[Pointing dataset excerpts]
- - - - -
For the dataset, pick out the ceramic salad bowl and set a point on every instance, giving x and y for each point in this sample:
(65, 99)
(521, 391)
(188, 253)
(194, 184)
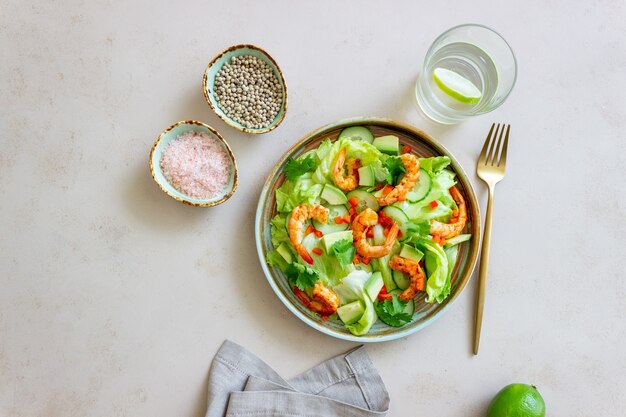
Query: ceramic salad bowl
(422, 145)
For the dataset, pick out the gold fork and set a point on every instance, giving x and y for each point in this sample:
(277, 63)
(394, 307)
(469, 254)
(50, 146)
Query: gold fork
(490, 169)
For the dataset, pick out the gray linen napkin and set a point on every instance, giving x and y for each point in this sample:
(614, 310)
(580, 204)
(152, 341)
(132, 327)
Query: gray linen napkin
(242, 385)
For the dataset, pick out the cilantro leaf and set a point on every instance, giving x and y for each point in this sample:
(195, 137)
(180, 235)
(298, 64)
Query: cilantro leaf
(395, 167)
(294, 167)
(421, 228)
(344, 251)
(301, 276)
(392, 312)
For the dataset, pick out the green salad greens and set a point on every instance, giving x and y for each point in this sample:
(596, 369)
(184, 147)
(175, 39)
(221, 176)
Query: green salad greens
(367, 272)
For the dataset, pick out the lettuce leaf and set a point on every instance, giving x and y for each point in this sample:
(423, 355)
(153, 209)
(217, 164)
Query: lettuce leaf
(293, 193)
(278, 229)
(296, 167)
(437, 271)
(344, 251)
(301, 276)
(328, 266)
(352, 288)
(442, 179)
(391, 312)
(434, 164)
(327, 154)
(274, 258)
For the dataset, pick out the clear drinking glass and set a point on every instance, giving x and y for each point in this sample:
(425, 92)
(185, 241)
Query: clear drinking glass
(476, 54)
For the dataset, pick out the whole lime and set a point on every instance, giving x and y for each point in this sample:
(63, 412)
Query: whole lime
(517, 400)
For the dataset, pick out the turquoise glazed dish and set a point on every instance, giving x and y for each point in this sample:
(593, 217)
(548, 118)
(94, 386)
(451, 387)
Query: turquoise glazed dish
(423, 145)
(169, 135)
(208, 84)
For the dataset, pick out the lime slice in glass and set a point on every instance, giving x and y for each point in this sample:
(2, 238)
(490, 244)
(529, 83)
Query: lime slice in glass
(456, 86)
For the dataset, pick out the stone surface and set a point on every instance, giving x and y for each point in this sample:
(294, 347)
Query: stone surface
(115, 297)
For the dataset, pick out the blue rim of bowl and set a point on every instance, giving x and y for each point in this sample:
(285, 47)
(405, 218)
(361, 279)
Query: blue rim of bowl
(226, 119)
(467, 187)
(228, 150)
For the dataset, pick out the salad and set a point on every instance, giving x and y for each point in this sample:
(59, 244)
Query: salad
(364, 227)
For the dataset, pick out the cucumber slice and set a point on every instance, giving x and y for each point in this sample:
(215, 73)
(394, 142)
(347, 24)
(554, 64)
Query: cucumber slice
(363, 267)
(409, 252)
(398, 216)
(456, 240)
(329, 239)
(402, 281)
(357, 133)
(410, 306)
(366, 176)
(388, 144)
(351, 313)
(379, 236)
(284, 251)
(330, 226)
(333, 195)
(368, 199)
(421, 189)
(373, 285)
(382, 266)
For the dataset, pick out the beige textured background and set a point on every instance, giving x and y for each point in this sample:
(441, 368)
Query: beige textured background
(114, 298)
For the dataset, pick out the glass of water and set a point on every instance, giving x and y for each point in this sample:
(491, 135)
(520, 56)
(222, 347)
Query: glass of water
(468, 70)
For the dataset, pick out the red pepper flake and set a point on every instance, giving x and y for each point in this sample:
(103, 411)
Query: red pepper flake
(383, 294)
(383, 220)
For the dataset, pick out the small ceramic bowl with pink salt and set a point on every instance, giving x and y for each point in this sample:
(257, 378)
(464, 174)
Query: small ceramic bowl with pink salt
(192, 163)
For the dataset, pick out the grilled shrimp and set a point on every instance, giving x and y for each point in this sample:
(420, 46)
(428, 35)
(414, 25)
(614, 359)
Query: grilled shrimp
(323, 300)
(299, 215)
(350, 181)
(412, 167)
(366, 219)
(457, 222)
(415, 273)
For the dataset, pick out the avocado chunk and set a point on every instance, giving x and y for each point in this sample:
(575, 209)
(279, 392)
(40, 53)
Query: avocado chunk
(351, 313)
(329, 240)
(366, 176)
(333, 195)
(388, 144)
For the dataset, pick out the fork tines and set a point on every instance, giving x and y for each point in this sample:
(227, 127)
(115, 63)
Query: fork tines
(494, 150)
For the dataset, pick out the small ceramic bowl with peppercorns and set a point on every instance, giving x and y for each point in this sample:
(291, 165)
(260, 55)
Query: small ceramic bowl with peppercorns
(244, 86)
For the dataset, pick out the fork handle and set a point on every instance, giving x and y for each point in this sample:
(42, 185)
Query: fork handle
(482, 274)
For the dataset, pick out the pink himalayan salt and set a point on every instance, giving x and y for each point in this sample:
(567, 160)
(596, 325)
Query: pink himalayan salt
(196, 165)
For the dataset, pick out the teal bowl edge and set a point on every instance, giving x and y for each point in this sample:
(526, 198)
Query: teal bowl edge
(208, 84)
(170, 134)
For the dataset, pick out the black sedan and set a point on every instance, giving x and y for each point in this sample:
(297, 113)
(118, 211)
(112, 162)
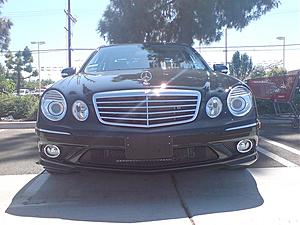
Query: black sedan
(144, 108)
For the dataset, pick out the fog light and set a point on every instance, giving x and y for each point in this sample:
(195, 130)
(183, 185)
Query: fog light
(52, 151)
(244, 146)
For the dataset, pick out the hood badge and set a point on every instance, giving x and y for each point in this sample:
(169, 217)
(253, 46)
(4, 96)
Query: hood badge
(146, 76)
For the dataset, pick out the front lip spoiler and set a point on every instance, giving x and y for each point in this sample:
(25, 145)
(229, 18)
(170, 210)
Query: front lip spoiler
(52, 131)
(241, 127)
(69, 134)
(241, 161)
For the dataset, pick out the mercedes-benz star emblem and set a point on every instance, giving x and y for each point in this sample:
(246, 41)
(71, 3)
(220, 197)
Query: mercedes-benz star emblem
(146, 76)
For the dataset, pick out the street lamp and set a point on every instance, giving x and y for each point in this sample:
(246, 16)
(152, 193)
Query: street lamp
(283, 50)
(38, 43)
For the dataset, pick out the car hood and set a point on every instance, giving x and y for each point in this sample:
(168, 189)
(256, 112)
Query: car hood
(85, 84)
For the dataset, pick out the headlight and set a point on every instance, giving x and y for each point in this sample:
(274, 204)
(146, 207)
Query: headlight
(214, 107)
(239, 101)
(53, 105)
(80, 110)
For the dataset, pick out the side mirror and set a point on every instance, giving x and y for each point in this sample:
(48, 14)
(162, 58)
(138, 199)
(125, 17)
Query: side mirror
(68, 72)
(220, 68)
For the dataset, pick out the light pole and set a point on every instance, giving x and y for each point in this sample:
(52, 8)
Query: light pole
(38, 43)
(283, 50)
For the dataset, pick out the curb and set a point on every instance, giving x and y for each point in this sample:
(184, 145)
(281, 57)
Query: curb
(18, 125)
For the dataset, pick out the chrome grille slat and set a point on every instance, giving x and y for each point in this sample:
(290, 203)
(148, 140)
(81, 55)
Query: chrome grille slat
(146, 107)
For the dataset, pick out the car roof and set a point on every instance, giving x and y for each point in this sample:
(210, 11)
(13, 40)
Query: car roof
(146, 43)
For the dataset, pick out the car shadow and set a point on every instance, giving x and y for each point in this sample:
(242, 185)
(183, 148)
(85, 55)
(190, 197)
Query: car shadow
(112, 197)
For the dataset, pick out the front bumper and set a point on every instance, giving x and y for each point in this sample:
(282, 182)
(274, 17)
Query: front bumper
(147, 151)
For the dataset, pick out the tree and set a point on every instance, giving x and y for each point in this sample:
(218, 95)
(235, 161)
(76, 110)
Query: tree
(276, 71)
(17, 64)
(178, 20)
(5, 25)
(241, 65)
(258, 71)
(6, 85)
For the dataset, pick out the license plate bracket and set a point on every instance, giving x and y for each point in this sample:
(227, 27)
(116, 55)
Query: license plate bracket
(148, 147)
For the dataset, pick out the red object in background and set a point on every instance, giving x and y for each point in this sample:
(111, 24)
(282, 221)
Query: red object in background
(277, 89)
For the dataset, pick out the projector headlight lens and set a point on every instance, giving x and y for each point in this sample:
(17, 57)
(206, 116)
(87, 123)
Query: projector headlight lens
- - - - -
Exercise requirements
Starting at the line that contains "For the dataset, pick out the car shadow", retype each line through the end of the listing above and nothing else.

Worked solution
For the dataset, pick out the car shadow and set a point on every instance, giving x and y for each point in this sample:
(242, 185)
(183, 148)
(85, 55)
(190, 197)
Query: car shadow
(112, 197)
For the dataset, pick out the front bumper and set a point on every instance, giving x and y for each point in this sample:
(282, 182)
(274, 17)
Query: front bumper
(147, 151)
For the dataset, pick out the tree and set a point on every instance, giving x and y for each point in this sample:
(218, 95)
(235, 161)
(76, 110)
Query: tree
(276, 71)
(17, 64)
(178, 20)
(5, 25)
(241, 65)
(258, 71)
(6, 85)
For the dataset, pick out the license plate bracket and set a point on every instance, giving x and y for each point in this sample:
(227, 27)
(116, 55)
Query: license plate bracket
(148, 147)
For the dataset, pick out the red object in background and set a point on every instance, giving x and y for each point in this sample:
(111, 24)
(282, 221)
Query: red object in background
(277, 89)
For the dataset, pick out the projector headlight lens and set a point on every instance, giving x and y for each point in this sample:
(17, 57)
(206, 116)
(87, 123)
Query: projector headlight lens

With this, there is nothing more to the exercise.